* **Extracted records**
-*-*-

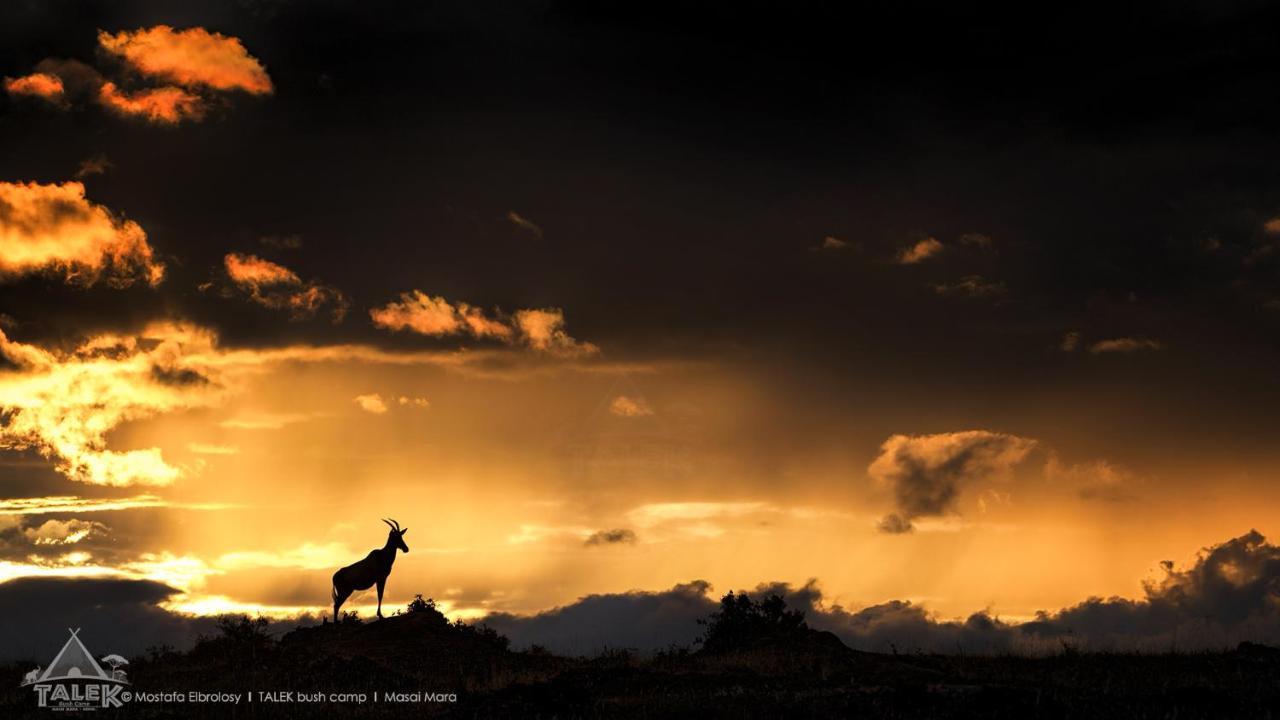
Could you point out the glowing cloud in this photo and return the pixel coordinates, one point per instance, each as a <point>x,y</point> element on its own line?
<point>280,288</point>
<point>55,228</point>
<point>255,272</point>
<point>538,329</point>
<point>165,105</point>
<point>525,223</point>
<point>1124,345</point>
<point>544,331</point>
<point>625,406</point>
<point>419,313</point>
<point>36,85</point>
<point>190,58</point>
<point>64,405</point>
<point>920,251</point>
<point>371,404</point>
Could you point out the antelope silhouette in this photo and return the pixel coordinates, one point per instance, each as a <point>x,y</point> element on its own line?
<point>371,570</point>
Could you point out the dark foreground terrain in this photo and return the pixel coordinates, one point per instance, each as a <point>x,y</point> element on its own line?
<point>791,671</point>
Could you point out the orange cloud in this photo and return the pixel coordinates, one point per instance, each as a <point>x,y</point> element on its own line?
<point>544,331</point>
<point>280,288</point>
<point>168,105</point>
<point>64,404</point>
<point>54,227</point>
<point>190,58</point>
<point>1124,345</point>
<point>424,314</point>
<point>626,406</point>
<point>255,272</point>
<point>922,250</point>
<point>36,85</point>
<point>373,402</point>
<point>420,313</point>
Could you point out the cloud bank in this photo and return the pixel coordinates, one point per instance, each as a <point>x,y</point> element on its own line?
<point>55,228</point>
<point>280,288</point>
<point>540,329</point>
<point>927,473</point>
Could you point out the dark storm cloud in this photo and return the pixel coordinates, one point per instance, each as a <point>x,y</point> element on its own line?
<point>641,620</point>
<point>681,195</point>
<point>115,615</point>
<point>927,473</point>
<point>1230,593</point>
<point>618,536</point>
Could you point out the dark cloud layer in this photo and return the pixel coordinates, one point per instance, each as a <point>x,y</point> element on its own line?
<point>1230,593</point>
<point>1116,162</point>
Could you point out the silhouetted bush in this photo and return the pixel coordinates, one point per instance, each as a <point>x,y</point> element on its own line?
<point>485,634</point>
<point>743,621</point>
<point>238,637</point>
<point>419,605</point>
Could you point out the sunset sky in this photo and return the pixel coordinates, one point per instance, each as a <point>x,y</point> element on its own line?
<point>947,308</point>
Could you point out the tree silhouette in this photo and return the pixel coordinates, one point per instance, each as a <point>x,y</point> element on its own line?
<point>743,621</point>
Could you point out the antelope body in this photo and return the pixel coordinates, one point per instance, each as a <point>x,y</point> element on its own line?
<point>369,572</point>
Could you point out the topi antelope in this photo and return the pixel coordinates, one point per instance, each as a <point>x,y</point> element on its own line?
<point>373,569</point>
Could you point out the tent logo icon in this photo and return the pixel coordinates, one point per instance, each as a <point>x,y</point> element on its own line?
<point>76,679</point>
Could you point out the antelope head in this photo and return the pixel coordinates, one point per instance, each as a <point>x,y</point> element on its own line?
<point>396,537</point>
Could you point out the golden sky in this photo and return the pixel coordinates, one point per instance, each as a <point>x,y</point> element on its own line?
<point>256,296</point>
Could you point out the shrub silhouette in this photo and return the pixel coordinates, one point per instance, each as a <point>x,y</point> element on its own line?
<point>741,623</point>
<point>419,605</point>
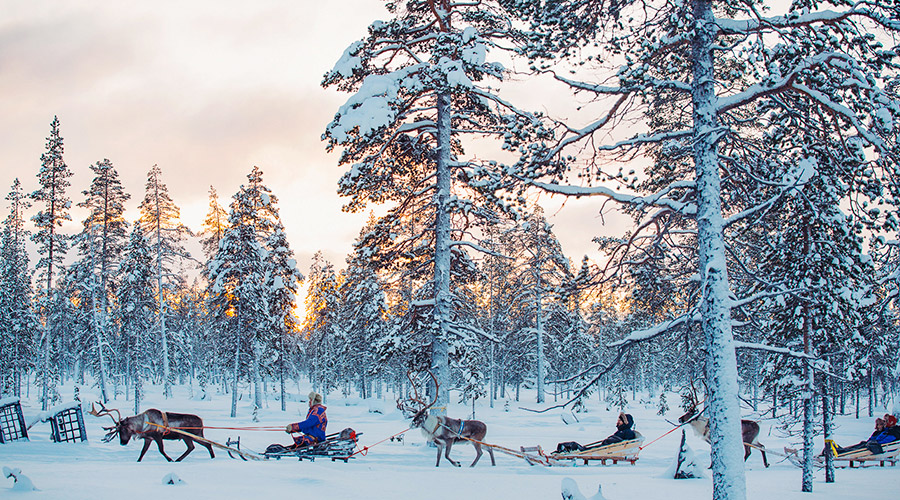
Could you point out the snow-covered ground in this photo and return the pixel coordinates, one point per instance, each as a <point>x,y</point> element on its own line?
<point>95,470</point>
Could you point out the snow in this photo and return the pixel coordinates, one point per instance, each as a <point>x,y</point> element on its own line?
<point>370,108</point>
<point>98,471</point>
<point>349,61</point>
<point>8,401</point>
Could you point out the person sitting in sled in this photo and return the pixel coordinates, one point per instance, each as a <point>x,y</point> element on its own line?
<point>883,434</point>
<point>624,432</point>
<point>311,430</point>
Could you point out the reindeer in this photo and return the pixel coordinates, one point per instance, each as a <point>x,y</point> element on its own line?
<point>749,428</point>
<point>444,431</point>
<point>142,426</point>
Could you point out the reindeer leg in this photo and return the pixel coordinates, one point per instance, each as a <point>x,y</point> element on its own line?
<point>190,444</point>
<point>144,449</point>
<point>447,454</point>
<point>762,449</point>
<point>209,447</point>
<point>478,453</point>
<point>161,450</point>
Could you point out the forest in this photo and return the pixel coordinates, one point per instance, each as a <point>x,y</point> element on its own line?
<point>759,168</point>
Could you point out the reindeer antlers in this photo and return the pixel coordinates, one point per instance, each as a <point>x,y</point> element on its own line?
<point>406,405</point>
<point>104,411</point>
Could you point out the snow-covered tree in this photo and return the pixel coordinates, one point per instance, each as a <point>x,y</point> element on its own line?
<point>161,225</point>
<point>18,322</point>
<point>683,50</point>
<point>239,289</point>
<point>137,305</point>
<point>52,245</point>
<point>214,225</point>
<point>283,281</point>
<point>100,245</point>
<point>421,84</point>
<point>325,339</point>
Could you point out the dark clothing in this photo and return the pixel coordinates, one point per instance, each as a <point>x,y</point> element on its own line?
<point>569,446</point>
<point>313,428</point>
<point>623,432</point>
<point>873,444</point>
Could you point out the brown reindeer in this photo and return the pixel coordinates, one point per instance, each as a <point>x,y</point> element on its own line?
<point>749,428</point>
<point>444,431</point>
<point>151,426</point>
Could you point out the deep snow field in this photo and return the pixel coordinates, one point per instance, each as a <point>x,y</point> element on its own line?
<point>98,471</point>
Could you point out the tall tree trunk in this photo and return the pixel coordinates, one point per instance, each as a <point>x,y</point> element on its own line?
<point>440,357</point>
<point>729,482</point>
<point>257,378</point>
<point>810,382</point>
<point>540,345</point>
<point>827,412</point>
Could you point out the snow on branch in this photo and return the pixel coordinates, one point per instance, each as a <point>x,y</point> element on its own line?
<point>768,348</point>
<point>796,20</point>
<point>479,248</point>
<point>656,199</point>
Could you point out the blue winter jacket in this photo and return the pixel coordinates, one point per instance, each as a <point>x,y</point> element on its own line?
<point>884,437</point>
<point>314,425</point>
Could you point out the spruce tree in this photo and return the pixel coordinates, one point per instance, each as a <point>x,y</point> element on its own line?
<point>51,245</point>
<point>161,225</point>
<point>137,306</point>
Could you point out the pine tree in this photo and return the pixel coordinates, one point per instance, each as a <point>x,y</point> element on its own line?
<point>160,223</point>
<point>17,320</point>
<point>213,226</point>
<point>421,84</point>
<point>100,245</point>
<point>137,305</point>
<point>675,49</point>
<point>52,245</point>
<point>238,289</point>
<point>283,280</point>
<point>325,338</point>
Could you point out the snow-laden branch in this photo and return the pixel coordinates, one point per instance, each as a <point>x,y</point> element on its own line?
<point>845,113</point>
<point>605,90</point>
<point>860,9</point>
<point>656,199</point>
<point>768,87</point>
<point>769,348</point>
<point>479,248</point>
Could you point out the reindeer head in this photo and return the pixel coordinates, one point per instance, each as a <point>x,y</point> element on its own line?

-*-*-

* **Task directions**
Repeat the listing in full and exactly. Do not include any images.

* **Response box**
Could you point out the glowing cloud in this photo and return the pixel coordinates, one point per instance, each as a <point>x,y</point> element on its own line?
<point>280,288</point>
<point>55,228</point>
<point>255,272</point>
<point>538,329</point>
<point>165,105</point>
<point>525,223</point>
<point>1124,345</point>
<point>544,331</point>
<point>625,406</point>
<point>419,313</point>
<point>36,85</point>
<point>190,58</point>
<point>64,405</point>
<point>920,251</point>
<point>371,404</point>
Could you point out the antelope silhouette in this photo and return the pixel coordinates, one point per instance, each as a <point>x,y</point> element on its own line?
<point>371,570</point>
Could you point out the dark foreground terrain in this photo and return the pixel coordinates, one point per instance, each as a <point>x,y</point> element on its own line?
<point>791,671</point>
Could you point out the orange cloud in this photo and return the pixel coordinates, one point per instance, each as a <point>x,y</point> element on its own line?
<point>544,331</point>
<point>280,288</point>
<point>168,105</point>
<point>64,404</point>
<point>54,227</point>
<point>190,58</point>
<point>1124,345</point>
<point>424,314</point>
<point>626,406</point>
<point>255,272</point>
<point>922,250</point>
<point>36,85</point>
<point>373,402</point>
<point>420,313</point>
Could you point out the cloud bank in this photo and return the pixel coordinates, one point per instance, each as a <point>x,y</point> element on its own line?
<point>55,228</point>
<point>280,288</point>
<point>540,329</point>
<point>927,473</point>
Could you point out the dark storm cloud in this photo and return the pixel coordinates, one point per instance, each as a <point>x,y</point> element on its own line?
<point>641,620</point>
<point>681,195</point>
<point>115,615</point>
<point>927,473</point>
<point>1230,593</point>
<point>618,536</point>
Could you point out the dark cloud layer in this photo and return the pixel coordinates, one point per instance, each as a <point>x,y</point> element on its own line?
<point>1230,593</point>
<point>1116,162</point>
Could you point out the silhouetted bush in this photo and return the pixel coordinates, one point per instance, each as a <point>x,y</point> element on its own line?
<point>485,634</point>
<point>743,621</point>
<point>238,637</point>
<point>419,605</point>
Could you point out the sunset sky in this photo and return the pixel coordinates, one point per instance, each as a <point>x,y</point> element on its own line?
<point>947,308</point>
Could you point out the tree silhouette in this photo and return the pixel coordinates, one point per instance, each as a <point>x,y</point> element on its own line?
<point>743,621</point>
Could you point out the antelope body in this photo and return the pixel coordinates, one point per instance, each as a <point>x,y</point> element on its own line?
<point>369,572</point>
Could you point out the topi antelope in this photo and return the pixel coordinates, one point per instance, each as a <point>x,y</point> element on its own line?
<point>373,569</point>
Could you point out the tent logo icon in this photo and return the pixel coordinates, one point per instance, each as a <point>x,y</point> element on its own line?
<point>76,679</point>
Could you point out the antelope head in this photo and return the pixel coordinates, one point per instance, each as a <point>x,y</point> element on its own line?
<point>396,537</point>
Could you point out the golden sky in this photo and return the pixel coordinates, one point per instance, each as a <point>x,y</point> element on its own line?
<point>256,296</point>
Could you point out the shrub silhouette in this photo and return the pixel coordinates, one point per instance, each as a <point>x,y</point> element on its own line?
<point>741,623</point>
<point>419,605</point>
Could you point out the snow-covered ground in this photo and return the pixel coordinates, one point per instance, each as a <point>x,y</point> element on its own line?
<point>95,470</point>
Could you point out the snow in this photo and return the pixel coordinates, one point per instance, each as a <point>x,y</point> element on its own line?
<point>370,108</point>
<point>98,471</point>
<point>349,61</point>
<point>8,401</point>
Could you point out the person sitting in sled in this photo and return the pixel coordinates, one point per instance, each as a <point>x,y</point> element on its own line?
<point>883,434</point>
<point>624,432</point>
<point>311,430</point>
Could you point out the reindeer in this photo and return the pixel coordinates, one point per instance, each as a <point>x,y</point> element on its own line?
<point>749,428</point>
<point>444,431</point>
<point>142,426</point>
Could you point out the reindeer leg in this photo and return the pixel coordinates, one point per instance, each as a <point>x,y</point> element on its own line?
<point>190,444</point>
<point>144,449</point>
<point>447,454</point>
<point>762,449</point>
<point>209,447</point>
<point>478,453</point>
<point>161,450</point>
Could you point out the forest in this photo and return the pixel coordinates, one point per instance, each as a <point>x,y</point> element on its own line?
<point>759,168</point>
Could you point out the reindeer antlers in this photo and return the pixel coordinates, one point per instance, each as a <point>x,y</point> element on its own line?
<point>406,405</point>
<point>104,411</point>
Could you point out the snow-covered tree in this photo and return the pixel coordinates, one point per instance, each as a <point>x,y</point> element on its own line?
<point>161,225</point>
<point>18,322</point>
<point>683,50</point>
<point>239,289</point>
<point>137,305</point>
<point>52,245</point>
<point>214,225</point>
<point>283,281</point>
<point>100,245</point>
<point>421,84</point>
<point>325,339</point>
Could you point out the dark clothing in this photo and return the pixel coordinates, one point per instance, each as a <point>x,y</point> element on its own line?
<point>569,446</point>
<point>313,428</point>
<point>623,432</point>
<point>873,444</point>
Could you point out the brown reindeer in this photo and return the pixel coordinates, one point per instance, each as a <point>x,y</point> element on its own line?
<point>749,428</point>
<point>444,431</point>
<point>151,426</point>
Could you point out the deep snow field in this photo and return the pixel coordinates, one point per instance, each as a <point>x,y</point> element on its own line?
<point>98,471</point>
Could you point out the tall tree trunk in this photo and return the pixel coordinates, one point per instance, each as a <point>x,y</point> element on its own line?
<point>440,357</point>
<point>729,482</point>
<point>257,378</point>
<point>810,382</point>
<point>540,345</point>
<point>827,412</point>
Could you point out the snow on branch in this photo and return the pixel coordinates, one point per instance, each as a <point>x,y</point> element on its own line?
<point>768,348</point>
<point>796,20</point>
<point>479,248</point>
<point>656,199</point>
Could you point out the blue winter jacket in this photo and return the pixel coordinates, one point per instance, each as a <point>x,y</point> element on its own line?
<point>884,437</point>
<point>314,425</point>
Could you point out the spruce tree in this photo and return the pixel coordinates, one point per instance, each as a <point>x,y</point> element on its own line?
<point>51,245</point>
<point>161,225</point>
<point>137,306</point>
Could you point out the pine tree in this photo and return the pixel coordinates, one point per instance, each as a <point>x,y</point> element on its own line?
<point>160,223</point>
<point>17,320</point>
<point>213,226</point>
<point>421,84</point>
<point>100,245</point>
<point>137,305</point>
<point>675,49</point>
<point>52,245</point>
<point>238,289</point>
<point>283,280</point>
<point>325,338</point>
Could you point out the snow-laden branch in this photo and return the pixel coordinates, one point per instance, each as a <point>x,y</point> element on its own line?
<point>845,113</point>
<point>605,90</point>
<point>860,9</point>
<point>656,199</point>
<point>768,87</point>
<point>769,348</point>
<point>479,248</point>
Could you point out the reindeer head in this photo and return the pixel coordinates, one point per instance, each as a <point>x,y</point> element on its own line?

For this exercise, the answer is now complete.